> _Instruction_: Reproduce the records from the line containing "Locate the potted shrub" through the line containing "x=594 y=342", both lines included and the requests kept as they are. Raise every x and y coordinate in the answers by 75.

— start Extracted entries —

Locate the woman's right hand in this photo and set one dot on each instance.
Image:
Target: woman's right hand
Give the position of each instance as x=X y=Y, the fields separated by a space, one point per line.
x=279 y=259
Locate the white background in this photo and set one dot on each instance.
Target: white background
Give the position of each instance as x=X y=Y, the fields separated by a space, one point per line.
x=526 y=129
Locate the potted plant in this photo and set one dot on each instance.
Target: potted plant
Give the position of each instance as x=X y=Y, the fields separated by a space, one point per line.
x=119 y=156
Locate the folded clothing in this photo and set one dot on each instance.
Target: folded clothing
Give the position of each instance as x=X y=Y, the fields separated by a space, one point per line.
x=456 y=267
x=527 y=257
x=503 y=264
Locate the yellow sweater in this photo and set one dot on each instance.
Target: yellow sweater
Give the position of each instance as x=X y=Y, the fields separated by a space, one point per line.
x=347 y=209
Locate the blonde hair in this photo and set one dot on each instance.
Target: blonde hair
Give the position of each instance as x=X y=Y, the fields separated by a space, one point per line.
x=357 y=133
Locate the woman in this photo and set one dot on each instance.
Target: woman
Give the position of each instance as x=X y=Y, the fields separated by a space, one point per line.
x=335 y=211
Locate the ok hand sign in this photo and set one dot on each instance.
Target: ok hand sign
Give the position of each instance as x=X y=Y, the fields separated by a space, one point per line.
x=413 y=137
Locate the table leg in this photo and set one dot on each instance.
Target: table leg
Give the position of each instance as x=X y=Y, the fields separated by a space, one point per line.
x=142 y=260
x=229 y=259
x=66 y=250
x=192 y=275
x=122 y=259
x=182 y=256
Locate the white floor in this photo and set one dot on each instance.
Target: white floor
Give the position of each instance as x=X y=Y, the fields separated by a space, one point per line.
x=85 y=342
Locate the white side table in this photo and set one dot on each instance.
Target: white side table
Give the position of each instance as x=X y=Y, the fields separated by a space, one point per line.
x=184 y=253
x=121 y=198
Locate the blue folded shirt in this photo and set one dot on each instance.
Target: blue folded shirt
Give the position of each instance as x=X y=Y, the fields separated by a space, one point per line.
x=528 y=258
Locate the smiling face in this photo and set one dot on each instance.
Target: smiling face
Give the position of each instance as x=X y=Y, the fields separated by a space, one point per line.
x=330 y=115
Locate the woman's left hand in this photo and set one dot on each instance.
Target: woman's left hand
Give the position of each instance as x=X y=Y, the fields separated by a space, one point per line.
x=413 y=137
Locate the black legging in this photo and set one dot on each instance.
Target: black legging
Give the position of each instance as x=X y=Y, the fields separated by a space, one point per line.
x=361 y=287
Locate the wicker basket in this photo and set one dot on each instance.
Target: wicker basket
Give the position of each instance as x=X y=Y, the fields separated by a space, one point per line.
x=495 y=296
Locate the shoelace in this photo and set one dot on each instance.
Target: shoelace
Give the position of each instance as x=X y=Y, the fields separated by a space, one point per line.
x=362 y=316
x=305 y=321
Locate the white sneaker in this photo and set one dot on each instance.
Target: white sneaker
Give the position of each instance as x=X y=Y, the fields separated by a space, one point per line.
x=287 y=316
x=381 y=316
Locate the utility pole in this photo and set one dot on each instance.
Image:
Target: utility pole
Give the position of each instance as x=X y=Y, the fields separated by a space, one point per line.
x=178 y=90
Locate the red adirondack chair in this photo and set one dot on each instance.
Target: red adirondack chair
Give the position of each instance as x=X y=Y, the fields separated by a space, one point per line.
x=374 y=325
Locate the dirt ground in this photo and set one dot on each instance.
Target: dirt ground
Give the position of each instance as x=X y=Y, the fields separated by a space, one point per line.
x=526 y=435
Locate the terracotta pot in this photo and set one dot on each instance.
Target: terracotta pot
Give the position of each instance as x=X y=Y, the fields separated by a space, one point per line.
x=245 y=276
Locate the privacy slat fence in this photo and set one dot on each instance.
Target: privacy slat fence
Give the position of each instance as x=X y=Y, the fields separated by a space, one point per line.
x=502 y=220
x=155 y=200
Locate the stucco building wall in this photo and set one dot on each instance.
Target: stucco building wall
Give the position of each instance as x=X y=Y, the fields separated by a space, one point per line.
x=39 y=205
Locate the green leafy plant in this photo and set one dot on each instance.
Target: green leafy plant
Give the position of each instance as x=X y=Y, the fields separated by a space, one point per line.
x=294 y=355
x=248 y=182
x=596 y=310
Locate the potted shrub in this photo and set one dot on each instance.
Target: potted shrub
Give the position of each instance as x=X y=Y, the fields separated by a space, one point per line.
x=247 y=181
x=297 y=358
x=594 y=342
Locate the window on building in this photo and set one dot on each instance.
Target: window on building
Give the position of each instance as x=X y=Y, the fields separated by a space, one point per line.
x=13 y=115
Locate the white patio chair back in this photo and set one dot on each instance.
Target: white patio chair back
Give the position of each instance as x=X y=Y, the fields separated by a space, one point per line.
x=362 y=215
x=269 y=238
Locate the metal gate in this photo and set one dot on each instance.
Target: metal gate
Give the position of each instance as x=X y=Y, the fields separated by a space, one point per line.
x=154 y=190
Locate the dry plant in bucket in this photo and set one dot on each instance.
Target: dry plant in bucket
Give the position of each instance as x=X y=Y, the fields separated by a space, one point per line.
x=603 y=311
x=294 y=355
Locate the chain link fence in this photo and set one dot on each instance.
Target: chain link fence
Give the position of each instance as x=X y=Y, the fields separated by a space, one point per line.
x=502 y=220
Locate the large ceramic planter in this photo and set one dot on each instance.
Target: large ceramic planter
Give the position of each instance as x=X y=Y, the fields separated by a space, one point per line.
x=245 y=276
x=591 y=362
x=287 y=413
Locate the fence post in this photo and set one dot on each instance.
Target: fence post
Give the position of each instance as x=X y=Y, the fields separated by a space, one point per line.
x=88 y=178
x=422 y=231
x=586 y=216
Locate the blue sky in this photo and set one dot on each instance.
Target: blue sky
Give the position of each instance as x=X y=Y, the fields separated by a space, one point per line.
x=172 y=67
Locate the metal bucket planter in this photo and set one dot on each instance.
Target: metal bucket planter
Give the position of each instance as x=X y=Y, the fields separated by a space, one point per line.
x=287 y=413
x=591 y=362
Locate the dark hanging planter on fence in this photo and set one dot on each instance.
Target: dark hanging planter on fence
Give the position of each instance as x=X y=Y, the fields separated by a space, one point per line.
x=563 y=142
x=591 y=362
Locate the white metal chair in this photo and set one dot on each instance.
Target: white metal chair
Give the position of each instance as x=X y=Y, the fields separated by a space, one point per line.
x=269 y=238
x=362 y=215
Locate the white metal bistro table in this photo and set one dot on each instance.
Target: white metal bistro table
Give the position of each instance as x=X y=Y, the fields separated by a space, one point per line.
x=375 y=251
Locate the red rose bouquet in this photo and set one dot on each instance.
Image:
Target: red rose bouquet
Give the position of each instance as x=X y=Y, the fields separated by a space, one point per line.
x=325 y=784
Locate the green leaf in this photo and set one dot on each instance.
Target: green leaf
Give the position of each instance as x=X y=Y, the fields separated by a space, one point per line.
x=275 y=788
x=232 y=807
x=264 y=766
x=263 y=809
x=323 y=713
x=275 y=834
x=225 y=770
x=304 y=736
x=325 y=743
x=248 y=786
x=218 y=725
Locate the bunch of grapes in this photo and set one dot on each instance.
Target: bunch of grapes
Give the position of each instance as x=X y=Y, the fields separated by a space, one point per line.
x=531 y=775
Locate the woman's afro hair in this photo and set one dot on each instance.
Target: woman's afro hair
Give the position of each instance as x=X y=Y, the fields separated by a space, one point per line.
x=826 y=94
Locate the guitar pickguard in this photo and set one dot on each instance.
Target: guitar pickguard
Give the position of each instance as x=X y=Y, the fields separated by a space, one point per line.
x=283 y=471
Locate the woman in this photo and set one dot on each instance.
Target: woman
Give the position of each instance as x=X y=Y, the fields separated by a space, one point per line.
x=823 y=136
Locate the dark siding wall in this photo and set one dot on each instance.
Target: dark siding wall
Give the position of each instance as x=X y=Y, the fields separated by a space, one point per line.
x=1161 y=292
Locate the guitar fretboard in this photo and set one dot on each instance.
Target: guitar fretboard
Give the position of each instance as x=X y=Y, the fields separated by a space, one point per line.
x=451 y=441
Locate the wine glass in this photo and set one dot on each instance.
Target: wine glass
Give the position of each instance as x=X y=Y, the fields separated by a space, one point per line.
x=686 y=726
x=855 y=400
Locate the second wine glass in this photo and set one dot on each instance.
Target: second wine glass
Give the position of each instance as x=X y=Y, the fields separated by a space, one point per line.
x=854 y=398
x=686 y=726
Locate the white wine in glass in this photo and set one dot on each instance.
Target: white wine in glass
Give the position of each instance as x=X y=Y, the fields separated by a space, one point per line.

— end Extracted entries —

> _Solution to this exercise_:
Locate the potted shrub in this photo and set one dot on each instance.
Target: potted shrub
Give the position of each instance as x=X y=Y, the fields separated by a space, one point per line.
x=322 y=256
x=372 y=433
x=669 y=417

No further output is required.